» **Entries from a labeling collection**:
________________________________________
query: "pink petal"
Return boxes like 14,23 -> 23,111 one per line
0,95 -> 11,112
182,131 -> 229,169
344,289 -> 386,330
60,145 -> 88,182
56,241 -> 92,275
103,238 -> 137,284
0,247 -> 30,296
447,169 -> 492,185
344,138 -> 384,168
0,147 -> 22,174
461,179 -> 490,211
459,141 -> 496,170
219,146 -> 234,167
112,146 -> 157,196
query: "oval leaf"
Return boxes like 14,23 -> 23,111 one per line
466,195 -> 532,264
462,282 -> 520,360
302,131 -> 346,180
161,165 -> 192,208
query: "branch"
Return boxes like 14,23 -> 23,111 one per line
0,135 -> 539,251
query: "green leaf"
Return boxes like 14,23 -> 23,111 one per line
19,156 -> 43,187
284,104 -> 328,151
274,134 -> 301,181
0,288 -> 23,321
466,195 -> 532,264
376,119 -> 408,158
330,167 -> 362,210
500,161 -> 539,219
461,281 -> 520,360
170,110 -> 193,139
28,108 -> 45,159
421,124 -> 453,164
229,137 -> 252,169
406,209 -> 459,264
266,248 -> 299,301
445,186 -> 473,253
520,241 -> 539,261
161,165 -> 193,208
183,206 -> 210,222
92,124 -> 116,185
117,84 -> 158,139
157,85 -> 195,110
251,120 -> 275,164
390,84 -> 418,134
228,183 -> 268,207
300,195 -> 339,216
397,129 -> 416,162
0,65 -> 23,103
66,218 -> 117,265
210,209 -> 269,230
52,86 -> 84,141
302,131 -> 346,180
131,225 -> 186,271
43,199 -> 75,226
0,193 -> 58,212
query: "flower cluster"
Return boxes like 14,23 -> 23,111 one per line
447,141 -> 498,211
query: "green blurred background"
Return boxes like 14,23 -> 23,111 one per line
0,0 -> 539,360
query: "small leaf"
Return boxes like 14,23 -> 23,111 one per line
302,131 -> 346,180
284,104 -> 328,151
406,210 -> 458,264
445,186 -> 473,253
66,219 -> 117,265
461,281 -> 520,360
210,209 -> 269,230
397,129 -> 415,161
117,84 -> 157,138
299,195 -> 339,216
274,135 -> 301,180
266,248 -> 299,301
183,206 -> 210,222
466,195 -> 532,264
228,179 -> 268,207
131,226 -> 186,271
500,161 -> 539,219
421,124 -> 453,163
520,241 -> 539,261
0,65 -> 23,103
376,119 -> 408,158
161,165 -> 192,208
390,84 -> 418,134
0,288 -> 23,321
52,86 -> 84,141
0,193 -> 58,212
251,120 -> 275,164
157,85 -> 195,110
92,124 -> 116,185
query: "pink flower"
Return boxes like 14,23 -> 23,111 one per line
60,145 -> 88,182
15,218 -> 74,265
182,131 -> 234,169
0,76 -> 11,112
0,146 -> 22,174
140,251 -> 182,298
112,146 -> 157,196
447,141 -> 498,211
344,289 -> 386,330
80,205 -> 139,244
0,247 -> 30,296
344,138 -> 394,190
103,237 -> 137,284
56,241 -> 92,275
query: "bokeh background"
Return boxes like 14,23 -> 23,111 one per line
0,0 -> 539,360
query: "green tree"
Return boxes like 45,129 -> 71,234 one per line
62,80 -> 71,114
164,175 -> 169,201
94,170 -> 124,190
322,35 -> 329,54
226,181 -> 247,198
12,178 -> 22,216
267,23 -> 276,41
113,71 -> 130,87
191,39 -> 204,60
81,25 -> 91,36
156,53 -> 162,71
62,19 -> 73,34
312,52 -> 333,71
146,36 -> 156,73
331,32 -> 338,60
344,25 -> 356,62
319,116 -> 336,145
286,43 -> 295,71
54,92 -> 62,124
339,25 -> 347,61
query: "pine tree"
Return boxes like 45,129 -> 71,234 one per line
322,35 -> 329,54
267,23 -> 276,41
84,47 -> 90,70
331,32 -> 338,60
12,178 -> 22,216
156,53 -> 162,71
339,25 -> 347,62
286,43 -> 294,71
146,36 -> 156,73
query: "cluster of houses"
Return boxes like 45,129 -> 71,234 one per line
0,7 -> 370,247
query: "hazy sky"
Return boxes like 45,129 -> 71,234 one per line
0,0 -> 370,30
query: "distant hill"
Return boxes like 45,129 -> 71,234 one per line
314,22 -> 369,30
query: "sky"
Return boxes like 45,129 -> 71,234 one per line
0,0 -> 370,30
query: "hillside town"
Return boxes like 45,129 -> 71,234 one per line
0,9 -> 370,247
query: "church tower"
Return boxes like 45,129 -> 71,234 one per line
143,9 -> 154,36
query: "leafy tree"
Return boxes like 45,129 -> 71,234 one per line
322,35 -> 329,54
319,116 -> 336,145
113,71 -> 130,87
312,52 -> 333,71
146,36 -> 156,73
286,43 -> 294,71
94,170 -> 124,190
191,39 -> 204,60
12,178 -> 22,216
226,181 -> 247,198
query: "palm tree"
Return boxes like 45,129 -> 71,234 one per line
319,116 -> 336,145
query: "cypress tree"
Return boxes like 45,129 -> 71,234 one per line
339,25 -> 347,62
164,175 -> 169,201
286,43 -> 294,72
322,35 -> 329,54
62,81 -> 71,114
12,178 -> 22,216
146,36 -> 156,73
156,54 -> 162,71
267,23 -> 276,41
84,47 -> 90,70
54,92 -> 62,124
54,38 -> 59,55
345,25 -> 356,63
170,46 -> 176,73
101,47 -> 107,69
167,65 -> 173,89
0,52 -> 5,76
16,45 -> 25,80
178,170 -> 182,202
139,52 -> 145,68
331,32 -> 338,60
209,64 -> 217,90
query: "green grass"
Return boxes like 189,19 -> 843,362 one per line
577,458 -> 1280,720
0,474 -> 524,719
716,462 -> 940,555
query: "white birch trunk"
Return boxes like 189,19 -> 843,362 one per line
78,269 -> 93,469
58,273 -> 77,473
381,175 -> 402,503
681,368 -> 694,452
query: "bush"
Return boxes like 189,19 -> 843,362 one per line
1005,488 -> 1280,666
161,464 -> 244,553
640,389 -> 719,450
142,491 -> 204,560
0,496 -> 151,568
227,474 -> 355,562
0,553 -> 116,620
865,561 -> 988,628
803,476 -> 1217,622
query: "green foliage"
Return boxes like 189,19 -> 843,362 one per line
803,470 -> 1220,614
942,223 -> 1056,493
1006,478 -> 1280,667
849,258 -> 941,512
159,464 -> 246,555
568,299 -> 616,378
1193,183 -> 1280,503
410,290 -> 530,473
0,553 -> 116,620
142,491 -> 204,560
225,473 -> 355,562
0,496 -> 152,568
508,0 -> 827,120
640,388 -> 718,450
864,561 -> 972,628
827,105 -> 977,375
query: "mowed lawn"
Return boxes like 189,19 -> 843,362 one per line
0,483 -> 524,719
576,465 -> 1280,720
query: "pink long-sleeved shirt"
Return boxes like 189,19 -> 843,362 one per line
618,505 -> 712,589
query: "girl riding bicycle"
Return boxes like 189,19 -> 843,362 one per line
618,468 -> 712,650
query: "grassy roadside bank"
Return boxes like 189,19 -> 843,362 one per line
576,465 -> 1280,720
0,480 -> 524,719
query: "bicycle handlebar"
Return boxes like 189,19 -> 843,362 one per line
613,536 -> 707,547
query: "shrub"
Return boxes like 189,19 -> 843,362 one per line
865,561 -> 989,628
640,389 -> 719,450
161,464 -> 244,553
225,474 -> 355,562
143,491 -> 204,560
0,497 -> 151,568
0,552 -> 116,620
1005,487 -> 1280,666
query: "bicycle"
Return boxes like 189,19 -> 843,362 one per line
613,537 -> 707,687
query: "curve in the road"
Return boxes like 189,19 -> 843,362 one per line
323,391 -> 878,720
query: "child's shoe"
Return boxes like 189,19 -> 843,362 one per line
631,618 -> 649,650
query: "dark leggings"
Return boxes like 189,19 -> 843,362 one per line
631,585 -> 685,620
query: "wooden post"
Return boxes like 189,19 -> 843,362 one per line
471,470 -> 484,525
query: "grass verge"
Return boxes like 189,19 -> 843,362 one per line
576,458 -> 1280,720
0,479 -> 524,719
________________________________________
Collect every line of the entries above that contains the word "flower", treating uppercase and lowercase as different. Copy each matching line in full.

query: "flower cluster"
query: "pink flower"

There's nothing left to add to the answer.